Point annotation records

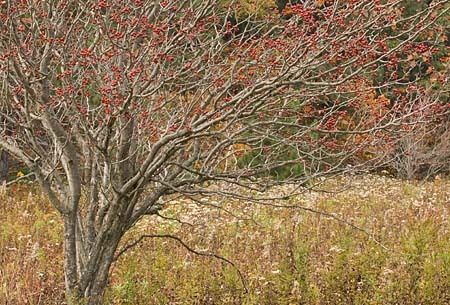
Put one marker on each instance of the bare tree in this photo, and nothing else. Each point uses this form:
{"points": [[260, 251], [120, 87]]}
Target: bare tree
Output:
{"points": [[116, 104]]}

YOUR GOAL »
Rewrite all the records above, requests included, multiplying every point coordinate in the answers by 2.05 and rounding to the nearest whole number, halves up. Leave out the pictures.

RESPONSE »
Put one marker on each instance of the bare tree in this photo, and nothing else. Each point uses this form:
{"points": [[260, 251], [120, 87]]}
Target: bare tree
Output:
{"points": [[238, 213]]}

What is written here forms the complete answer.